Given task | Please list each line in the material that contains the word "shoreline".

---------- Data in this exercise ----------

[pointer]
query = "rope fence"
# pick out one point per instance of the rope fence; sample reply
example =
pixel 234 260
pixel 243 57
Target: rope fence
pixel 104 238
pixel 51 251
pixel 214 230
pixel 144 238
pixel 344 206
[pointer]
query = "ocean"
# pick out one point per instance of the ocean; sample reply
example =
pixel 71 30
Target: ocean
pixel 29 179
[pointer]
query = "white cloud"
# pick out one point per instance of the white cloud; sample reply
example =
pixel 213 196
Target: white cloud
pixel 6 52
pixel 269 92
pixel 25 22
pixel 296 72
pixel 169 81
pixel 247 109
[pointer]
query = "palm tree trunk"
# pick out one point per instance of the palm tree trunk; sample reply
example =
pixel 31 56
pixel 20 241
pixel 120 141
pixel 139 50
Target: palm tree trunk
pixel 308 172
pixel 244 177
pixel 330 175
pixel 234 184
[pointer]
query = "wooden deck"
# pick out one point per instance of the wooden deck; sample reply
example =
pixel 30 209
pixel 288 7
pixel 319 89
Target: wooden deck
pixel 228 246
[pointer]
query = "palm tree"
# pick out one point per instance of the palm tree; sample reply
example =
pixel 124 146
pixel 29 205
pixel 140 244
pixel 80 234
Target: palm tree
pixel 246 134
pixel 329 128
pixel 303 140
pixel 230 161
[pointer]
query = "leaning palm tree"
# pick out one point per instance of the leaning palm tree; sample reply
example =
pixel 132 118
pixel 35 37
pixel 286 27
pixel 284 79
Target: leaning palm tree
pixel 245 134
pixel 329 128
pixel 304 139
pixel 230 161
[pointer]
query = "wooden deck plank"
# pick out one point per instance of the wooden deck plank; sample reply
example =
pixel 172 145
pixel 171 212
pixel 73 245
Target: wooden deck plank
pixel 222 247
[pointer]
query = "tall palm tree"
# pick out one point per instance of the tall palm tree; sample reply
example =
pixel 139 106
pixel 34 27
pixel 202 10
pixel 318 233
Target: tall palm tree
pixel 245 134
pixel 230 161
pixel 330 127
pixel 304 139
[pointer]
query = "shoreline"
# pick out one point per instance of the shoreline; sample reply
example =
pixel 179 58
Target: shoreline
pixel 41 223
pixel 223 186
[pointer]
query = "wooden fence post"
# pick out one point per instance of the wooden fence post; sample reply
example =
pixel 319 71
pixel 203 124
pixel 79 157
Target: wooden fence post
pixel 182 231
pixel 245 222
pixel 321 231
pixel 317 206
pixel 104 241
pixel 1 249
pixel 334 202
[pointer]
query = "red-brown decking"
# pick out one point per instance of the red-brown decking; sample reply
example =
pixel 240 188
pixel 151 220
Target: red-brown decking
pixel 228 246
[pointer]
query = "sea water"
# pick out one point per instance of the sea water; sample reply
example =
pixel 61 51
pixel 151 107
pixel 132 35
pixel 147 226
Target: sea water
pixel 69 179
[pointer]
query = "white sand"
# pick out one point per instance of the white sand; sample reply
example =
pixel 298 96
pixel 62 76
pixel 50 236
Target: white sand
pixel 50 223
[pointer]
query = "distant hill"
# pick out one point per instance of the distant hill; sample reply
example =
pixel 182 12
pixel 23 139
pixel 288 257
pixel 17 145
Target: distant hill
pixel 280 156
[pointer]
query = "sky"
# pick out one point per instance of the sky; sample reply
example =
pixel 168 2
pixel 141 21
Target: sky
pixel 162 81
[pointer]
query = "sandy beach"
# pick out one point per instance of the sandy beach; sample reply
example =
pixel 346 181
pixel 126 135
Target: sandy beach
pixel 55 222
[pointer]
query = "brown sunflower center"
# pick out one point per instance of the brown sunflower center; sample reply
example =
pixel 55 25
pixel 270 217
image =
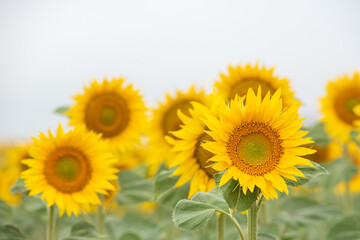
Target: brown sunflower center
pixel 344 104
pixel 171 121
pixel 108 114
pixel 255 148
pixel 241 87
pixel 202 156
pixel 67 169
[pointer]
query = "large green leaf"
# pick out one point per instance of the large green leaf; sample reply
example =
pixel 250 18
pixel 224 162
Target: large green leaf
pixel 234 195
pixel 309 172
pixel 165 193
pixel 9 232
pixel 83 231
pixel 348 228
pixel 134 188
pixel 194 214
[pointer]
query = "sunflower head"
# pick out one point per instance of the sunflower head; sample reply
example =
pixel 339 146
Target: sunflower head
pixel 165 120
pixel 257 142
pixel 69 169
pixel 242 78
pixel 190 157
pixel 338 106
pixel 112 109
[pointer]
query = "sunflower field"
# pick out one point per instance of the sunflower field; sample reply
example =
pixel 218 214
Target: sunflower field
pixel 231 160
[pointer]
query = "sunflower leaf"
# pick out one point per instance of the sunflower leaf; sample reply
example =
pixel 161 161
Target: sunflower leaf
pixel 234 195
pixel 10 232
pixel 309 172
pixel 194 214
pixel 347 228
pixel 61 110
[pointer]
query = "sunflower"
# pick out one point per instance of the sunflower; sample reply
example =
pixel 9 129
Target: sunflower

----------

Problem solution |
query = "shoreline"
# pick out one point per instance of the shoreline; sample reply
Target: shoreline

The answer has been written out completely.